▶ **Data listing**
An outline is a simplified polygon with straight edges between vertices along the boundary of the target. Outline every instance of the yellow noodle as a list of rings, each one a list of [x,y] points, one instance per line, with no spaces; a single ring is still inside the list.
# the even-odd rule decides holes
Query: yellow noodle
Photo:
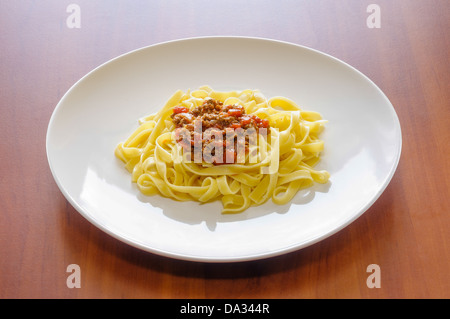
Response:
[[[180,160],[173,138],[173,107],[199,106],[207,97],[240,104],[247,114],[267,119],[270,134],[259,136],[256,163],[211,165]],[[178,201],[221,200],[222,213],[240,213],[272,200],[287,204],[303,188],[326,183],[330,174],[313,168],[324,142],[319,139],[325,120],[320,113],[302,110],[286,97],[266,99],[258,90],[214,91],[205,85],[194,91],[176,91],[157,113],[139,120],[140,126],[119,143],[115,155],[125,163],[131,180],[144,195],[162,195]]]

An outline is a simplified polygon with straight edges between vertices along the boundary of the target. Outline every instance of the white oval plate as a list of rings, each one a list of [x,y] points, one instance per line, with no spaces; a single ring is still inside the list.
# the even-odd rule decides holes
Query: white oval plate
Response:
[[[330,182],[287,205],[268,202],[237,215],[221,215],[219,202],[142,196],[114,148],[177,89],[204,84],[259,89],[320,112],[329,123],[318,167]],[[84,76],[54,110],[47,157],[67,200],[106,233],[155,254],[229,262],[291,252],[350,224],[388,185],[401,143],[389,100],[348,64],[280,41],[207,37],[145,47]]]

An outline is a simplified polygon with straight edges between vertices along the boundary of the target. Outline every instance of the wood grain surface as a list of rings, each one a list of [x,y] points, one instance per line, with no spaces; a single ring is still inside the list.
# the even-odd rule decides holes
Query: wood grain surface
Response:
[[[372,3],[380,28],[367,25]],[[0,1],[0,298],[449,298],[449,17],[448,0]],[[402,156],[365,214],[296,252],[208,264],[130,247],[65,200],[45,149],[63,94],[120,54],[209,35],[312,47],[384,91]],[[80,288],[66,284],[70,264]],[[370,264],[380,288],[366,284]]]

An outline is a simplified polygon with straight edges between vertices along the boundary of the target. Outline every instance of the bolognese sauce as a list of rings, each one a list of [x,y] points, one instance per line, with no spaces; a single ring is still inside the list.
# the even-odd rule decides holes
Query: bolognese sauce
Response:
[[[176,141],[185,150],[194,150],[196,134],[200,133],[196,130],[196,123],[201,124],[201,137],[197,137],[197,140],[201,138],[203,160],[214,165],[236,163],[235,143],[244,143],[245,152],[249,151],[248,136],[245,137],[245,140],[240,140],[233,132],[254,129],[258,133],[261,128],[266,129],[266,132],[270,129],[268,120],[246,114],[242,105],[224,105],[223,102],[213,98],[206,98],[202,105],[192,109],[175,106],[171,118],[177,129],[186,129],[190,135],[189,142],[186,142],[186,139],[180,135],[175,136]],[[218,136],[221,138],[217,138]],[[211,148],[214,148],[212,154],[209,152]],[[220,158],[217,157],[218,154],[215,154],[215,150],[218,149],[222,149],[221,152],[218,152]]]

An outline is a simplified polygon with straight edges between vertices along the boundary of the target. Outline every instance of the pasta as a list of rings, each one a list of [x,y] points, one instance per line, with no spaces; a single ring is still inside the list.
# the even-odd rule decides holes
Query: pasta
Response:
[[[193,123],[199,123],[193,122],[195,116],[203,116],[204,125],[219,133],[209,140],[203,136],[203,144],[183,144],[177,129],[190,128],[195,136]],[[221,200],[222,213],[240,213],[268,200],[286,204],[299,190],[315,182],[327,183],[330,177],[327,171],[314,169],[324,149],[319,135],[326,121],[285,97],[266,99],[258,90],[220,92],[209,86],[178,90],[161,110],[139,123],[131,136],[118,144],[115,155],[145,195],[202,203]],[[203,145],[205,152],[208,146],[222,143],[222,133],[225,136],[230,128],[242,127],[256,127],[253,142],[248,136],[239,140],[238,135],[230,135],[234,140],[227,139],[223,145],[225,149],[236,142],[232,151],[222,154],[217,147],[209,153],[214,158],[210,161],[206,155],[195,158],[195,152],[194,156],[189,152],[191,145]],[[238,141],[245,144],[241,154],[236,151]],[[222,158],[231,161],[222,163]]]

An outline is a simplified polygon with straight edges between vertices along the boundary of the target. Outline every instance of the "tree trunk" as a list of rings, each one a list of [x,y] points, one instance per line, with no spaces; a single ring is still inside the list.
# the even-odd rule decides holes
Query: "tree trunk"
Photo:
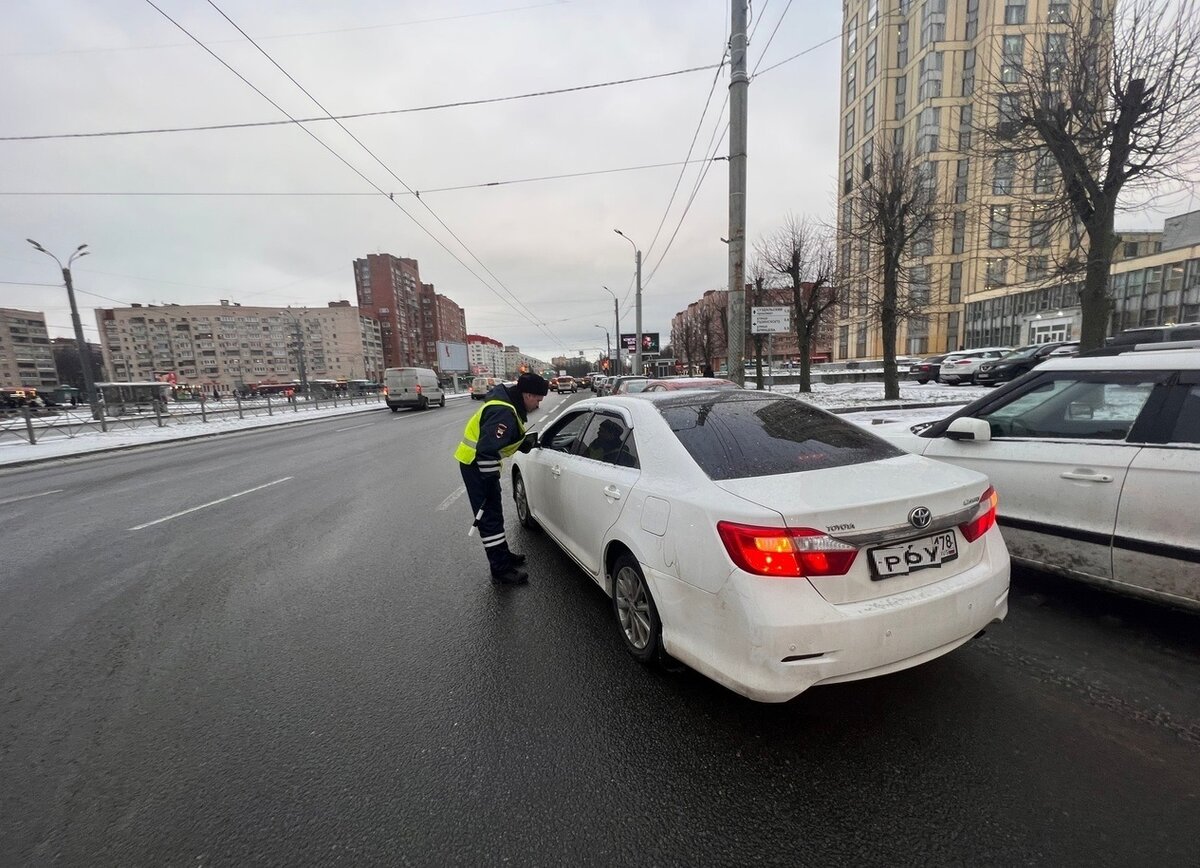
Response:
[[[883,304],[880,310],[880,330],[883,336],[883,398],[900,398],[900,378],[896,374],[896,295],[900,275],[895,268],[884,269]]]
[[[812,329],[804,317],[796,319],[796,339],[800,344],[800,391],[812,391]]]
[[[1109,271],[1117,246],[1113,222],[1111,211],[1096,212],[1086,227],[1087,270],[1084,273],[1083,291],[1079,295],[1079,306],[1083,312],[1083,325],[1079,329],[1080,352],[1104,346],[1104,338],[1108,335],[1108,321],[1113,307]]]

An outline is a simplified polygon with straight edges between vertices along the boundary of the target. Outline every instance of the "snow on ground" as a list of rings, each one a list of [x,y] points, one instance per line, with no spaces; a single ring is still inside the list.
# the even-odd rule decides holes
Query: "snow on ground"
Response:
[[[894,408],[844,414],[845,418],[869,428],[879,424],[913,425],[917,422],[942,419],[963,404],[973,401],[991,390],[977,387],[945,386],[936,383],[921,386],[912,381],[902,381],[899,402],[883,400],[882,383],[819,383],[813,386],[811,393],[803,395],[799,393],[796,386],[777,386],[774,391],[785,395],[796,395],[810,404],[827,410],[878,407],[880,405]],[[464,393],[446,397],[448,400],[455,400],[465,399],[469,396]],[[913,404],[937,404],[938,406],[916,408],[909,406]],[[30,461],[67,458],[93,452],[128,449],[135,446],[148,446],[172,440],[187,440],[248,431],[275,425],[294,425],[334,416],[353,416],[376,411],[381,406],[381,403],[356,403],[351,406],[343,404],[339,407],[325,405],[319,410],[306,409],[299,413],[281,410],[274,416],[251,416],[245,419],[221,418],[210,422],[201,422],[198,419],[172,421],[162,428],[153,424],[127,428],[119,422],[114,422],[112,429],[107,433],[89,430],[79,432],[74,437],[68,437],[59,432],[46,433],[39,435],[38,442],[34,445],[30,445],[13,434],[6,434],[0,439],[0,467],[24,464]],[[347,427],[355,424],[353,419],[346,420]]]

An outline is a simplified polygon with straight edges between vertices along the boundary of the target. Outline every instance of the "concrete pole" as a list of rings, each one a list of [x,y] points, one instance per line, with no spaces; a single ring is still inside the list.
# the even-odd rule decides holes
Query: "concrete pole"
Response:
[[[621,304],[617,301],[617,294],[615,292],[613,292],[607,286],[604,287],[604,291],[611,295],[613,299],[613,326],[616,328],[616,332],[613,333],[613,349],[616,350],[616,352],[609,357],[609,361],[612,362],[613,366],[613,370],[609,373],[615,377],[618,374],[625,373],[625,371],[622,370],[621,365]]]
[[[75,327],[75,346],[79,348],[79,367],[83,371],[84,400],[92,408],[92,418],[100,418],[100,405],[96,402],[96,380],[92,376],[92,352],[83,339],[83,323],[79,321],[79,308],[75,304],[75,284],[71,282],[71,269],[62,270],[63,282],[67,285],[67,300],[71,303],[71,325]]]
[[[746,381],[746,0],[732,0],[729,37],[729,379]]]
[[[633,261],[637,266],[637,336],[634,338],[637,341],[633,349],[633,374],[636,377],[642,376],[642,251],[634,246]]]

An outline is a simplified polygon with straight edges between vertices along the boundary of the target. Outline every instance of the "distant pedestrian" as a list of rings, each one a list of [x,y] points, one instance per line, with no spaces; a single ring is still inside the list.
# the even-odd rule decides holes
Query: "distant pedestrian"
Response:
[[[705,362],[704,369],[701,371],[701,373],[706,377],[711,377],[713,375],[712,365],[710,365],[708,362]]]
[[[462,442],[454,450],[494,584],[529,581],[529,574],[521,569],[525,556],[512,552],[504,535],[500,461],[519,449],[528,451],[525,422],[549,391],[550,384],[537,374],[521,374],[513,386],[497,384],[467,421]]]

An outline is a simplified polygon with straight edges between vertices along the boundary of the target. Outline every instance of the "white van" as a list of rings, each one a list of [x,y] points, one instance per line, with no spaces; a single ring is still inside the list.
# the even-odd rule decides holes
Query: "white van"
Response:
[[[433,404],[446,406],[446,393],[429,368],[388,368],[383,372],[383,385],[393,413],[401,407],[427,410]]]

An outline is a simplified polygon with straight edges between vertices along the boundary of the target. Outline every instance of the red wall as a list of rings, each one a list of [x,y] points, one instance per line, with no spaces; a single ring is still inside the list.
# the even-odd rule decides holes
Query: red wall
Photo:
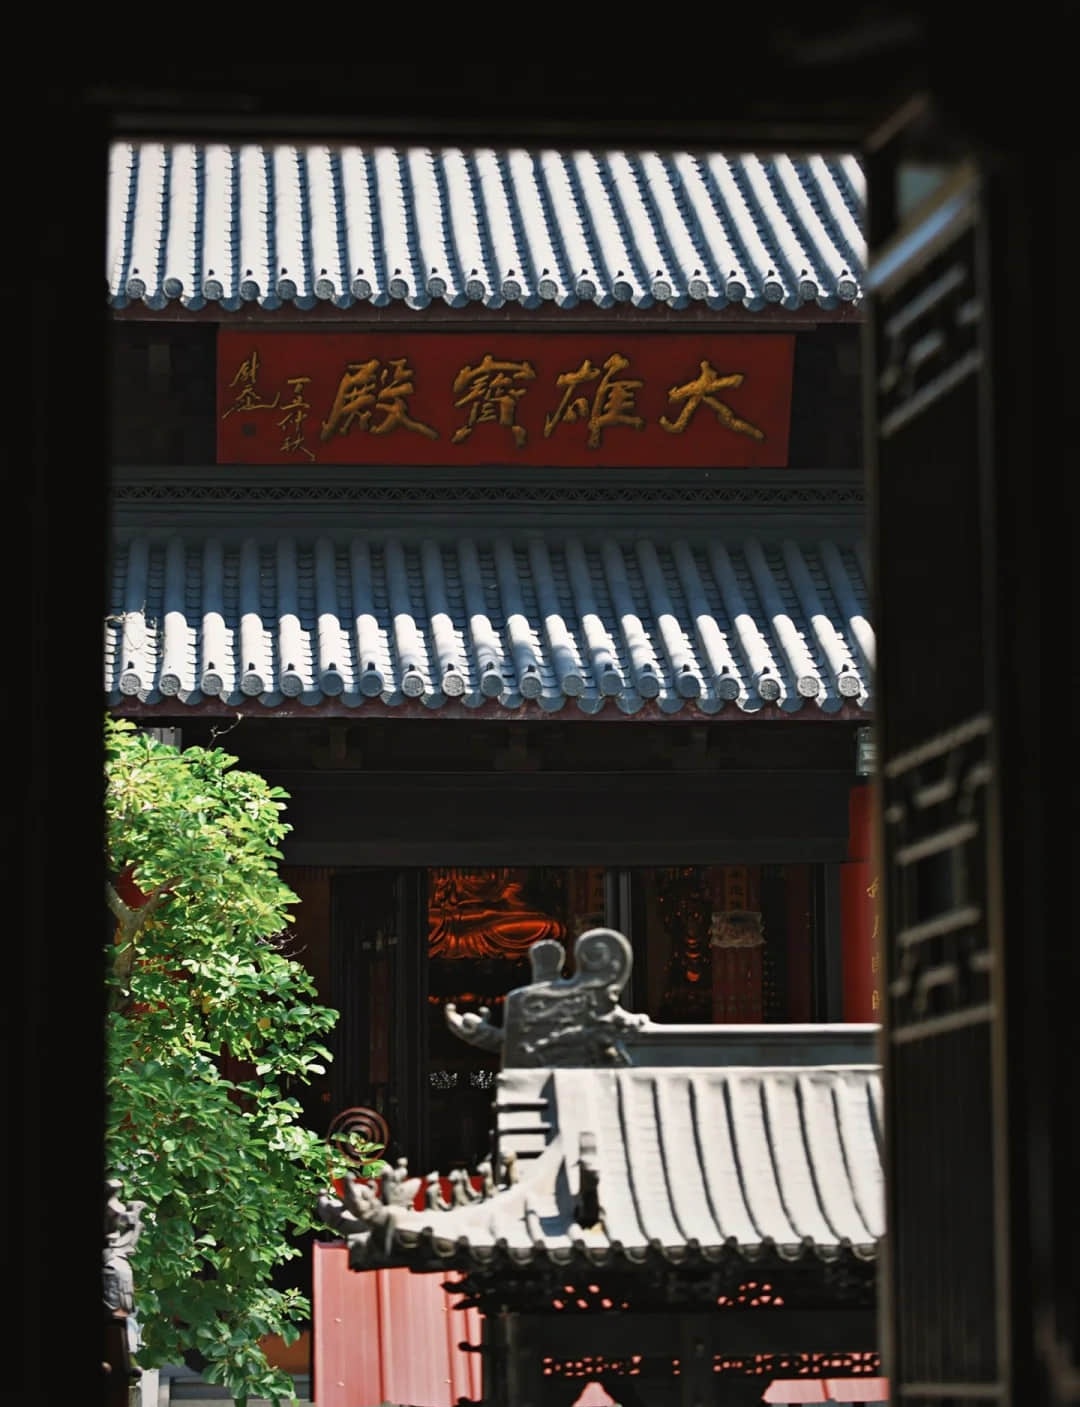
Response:
[[[340,1241],[313,1247],[312,1401],[319,1407],[454,1407],[481,1395],[480,1314],[455,1309],[453,1274],[348,1267]]]

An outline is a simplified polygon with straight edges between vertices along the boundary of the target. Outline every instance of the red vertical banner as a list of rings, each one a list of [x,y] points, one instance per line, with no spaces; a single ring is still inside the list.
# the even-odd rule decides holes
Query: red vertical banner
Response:
[[[881,1020],[880,919],[872,818],[870,783],[852,787],[848,803],[850,858],[840,869],[845,1021]]]
[[[759,875],[753,865],[724,865],[713,888],[709,925],[713,1020],[736,1024],[763,1021]]]

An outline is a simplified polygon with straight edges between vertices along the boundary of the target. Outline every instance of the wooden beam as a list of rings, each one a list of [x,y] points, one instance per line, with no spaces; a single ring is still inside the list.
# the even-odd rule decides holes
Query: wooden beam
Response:
[[[724,1309],[699,1314],[515,1314],[513,1339],[541,1356],[640,1353],[710,1361],[714,1354],[866,1353],[877,1348],[873,1309]],[[700,1346],[700,1347],[699,1347]]]

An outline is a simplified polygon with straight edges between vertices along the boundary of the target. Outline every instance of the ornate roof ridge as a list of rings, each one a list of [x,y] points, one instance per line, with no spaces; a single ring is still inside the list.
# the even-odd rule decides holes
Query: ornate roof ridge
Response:
[[[500,1053],[497,1151],[472,1176],[454,1170],[449,1199],[437,1173],[410,1177],[404,1159],[378,1184],[347,1179],[324,1196],[350,1264],[873,1261],[877,1028],[840,1027],[830,1044],[825,1026],[741,1027],[725,1051],[723,1027],[660,1026],[620,1005],[632,950],[615,929],[580,934],[574,957],[566,977],[563,945],[534,943],[533,980],[508,993],[502,1027],[447,1005],[456,1034]],[[704,1058],[673,1063],[664,1042],[685,1046],[687,1031]],[[761,1062],[773,1031],[777,1065]]]

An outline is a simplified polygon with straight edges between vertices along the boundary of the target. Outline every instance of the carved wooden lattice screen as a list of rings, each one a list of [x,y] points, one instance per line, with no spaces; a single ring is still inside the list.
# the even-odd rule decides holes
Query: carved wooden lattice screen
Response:
[[[903,174],[891,161],[881,157],[879,211]],[[902,234],[881,231],[872,274],[893,1246],[885,1369],[898,1403],[989,1407],[1006,1400],[1009,1272],[982,535],[989,290],[976,175],[959,168]]]

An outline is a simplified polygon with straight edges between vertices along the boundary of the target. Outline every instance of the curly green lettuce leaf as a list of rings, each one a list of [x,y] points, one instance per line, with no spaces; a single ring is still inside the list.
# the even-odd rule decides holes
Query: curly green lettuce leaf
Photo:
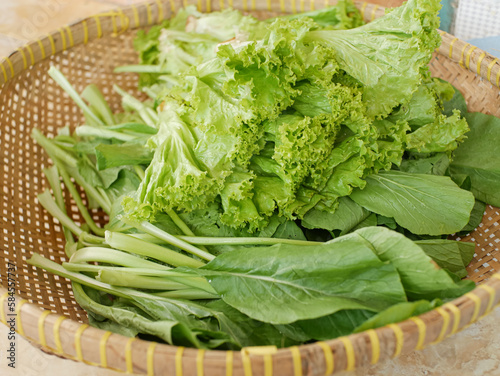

▶ **What the task requires**
Go through the listing and copy each line that includes the string "plate".

▶ **Exercise output**
An outline is a simplified polygon with straight edges between vertices along the boundary of the target. Outline every instance of the white oval plate as a list of rings, each one a list of [x,y] points, one instance per line, with no spaces; a single ring is still inside the list.
Query: white oval plate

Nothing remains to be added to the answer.